··· DOCUMENT SECTION
STEP Reflection

For my STEP project, I went on a Study Abroad trip to New Zealand in order to study Human-Animal Interactions.  We started in Auckland and visited a new city every day until we reached Queenstown.  We visited many different farms and businesses where we talked about animal welfare, business, and the environment with a focus on how New Zealand’s practices differed from those in the United States.

This trip was my first time leaving the United States.  Visiting New Zealand showed me that some of my beliefs about humanity were rooted in my American upbringing, and that some of my assumptions about other countries were not accurate.  I learned that New Zealand has some major new government action against problems that are not addressed in the United States.  They are currently paying reparations to the Maori people for past injustices.  They are also much more progressive on animal welfare.  Animals there cannot be exported for slaughter as they do not agree with other countries treatment of meat animals.  New Zealand has also passed much stricter, evidence based environmental regulations than would be considered in the United States.  While discussing these environmental protections with the local businesses is where I also began to see the differences.  Despite the clear political differences between our country, the people are not significantly different.  When environmental restrictions began to impact their business, they began to disagree and resist them.  Even though more citizens of New Zealand support climate change action than United States citizens, people tend to change their opinion when the solutions might impact them.  When farmers around Lake Taupo were told that the nitrogen leeching from their livestock will have a massive negative impact on the lake, they looked to blame other businesses.  After more studies proved that the farmers were indeed responsible, they resisted any legislation against them.  Eventually, they were successfully put into place, but they are quite unpopular among farmers.
······
*PROBLEM TO WORK ON:*
In the New Zealand trip reflection, what did farmers around Lake Taupo do after more studies proved they were responsible for the nitrogen leaching?
··· RECORDED INFORMATION
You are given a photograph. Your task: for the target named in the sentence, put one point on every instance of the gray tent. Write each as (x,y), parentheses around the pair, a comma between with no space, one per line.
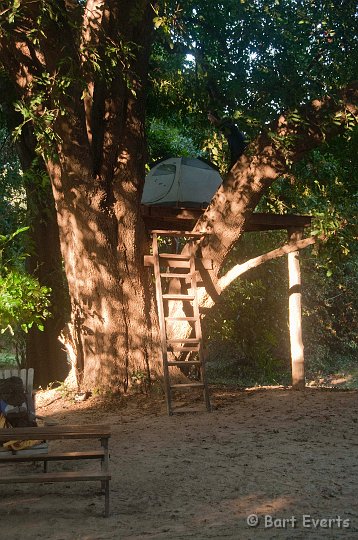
(181,182)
······
*EXPECTED OUTPUT:*
They resisted any legislation against them.